OPDRACHTEISEN>
Kun je de regels bewerken, te beginnen bij de regel met "Each instance of the crowd" en doorlopend tot en met de regel met "[(204, 148)]", door ze opnieuw te geven met "crowd of spectators" vervangen door "audience" en verder alles ongewijzigd?

=====

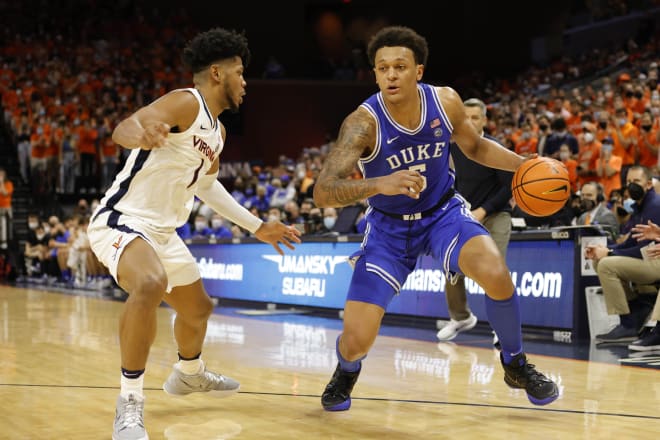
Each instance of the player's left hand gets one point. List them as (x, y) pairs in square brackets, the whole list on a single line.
[(596, 252), (275, 232)]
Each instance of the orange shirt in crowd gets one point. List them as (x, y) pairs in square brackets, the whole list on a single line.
[(571, 165), (587, 159), (627, 156), (648, 157), (5, 200), (613, 182)]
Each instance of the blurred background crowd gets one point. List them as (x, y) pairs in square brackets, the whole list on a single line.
[(67, 78)]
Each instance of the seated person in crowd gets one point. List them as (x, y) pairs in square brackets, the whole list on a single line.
[(650, 341), (595, 209), (620, 265)]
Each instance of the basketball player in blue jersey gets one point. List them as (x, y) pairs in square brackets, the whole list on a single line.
[(175, 143), (400, 139)]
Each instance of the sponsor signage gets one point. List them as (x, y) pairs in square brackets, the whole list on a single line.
[(317, 274)]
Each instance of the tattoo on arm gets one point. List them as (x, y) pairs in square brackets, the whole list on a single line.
[(356, 135)]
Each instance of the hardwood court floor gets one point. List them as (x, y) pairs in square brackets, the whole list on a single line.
[(59, 377)]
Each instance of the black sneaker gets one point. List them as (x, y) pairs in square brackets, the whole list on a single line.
[(519, 374), (619, 334), (649, 342), (337, 394)]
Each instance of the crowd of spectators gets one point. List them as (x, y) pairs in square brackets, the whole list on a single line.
[(64, 89)]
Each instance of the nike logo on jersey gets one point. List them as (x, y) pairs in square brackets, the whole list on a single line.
[(204, 148)]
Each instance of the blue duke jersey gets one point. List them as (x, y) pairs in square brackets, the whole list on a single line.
[(440, 223), (424, 148), (158, 186)]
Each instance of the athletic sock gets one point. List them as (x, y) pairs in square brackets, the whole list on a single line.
[(348, 366), (190, 366), (132, 382), (504, 318)]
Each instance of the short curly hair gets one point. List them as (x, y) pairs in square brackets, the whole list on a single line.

=====

UITVOER OPDRACHT>
Each instance of the audience gets one point. List them as (x, y) pairs in square brackets, the whole list on a single line.
[(64, 89)]
Each instance of the nike logo on jersey gets one point. List them as (x, y) pairs in square brackets, the whole list on a single line.
[(204, 148)]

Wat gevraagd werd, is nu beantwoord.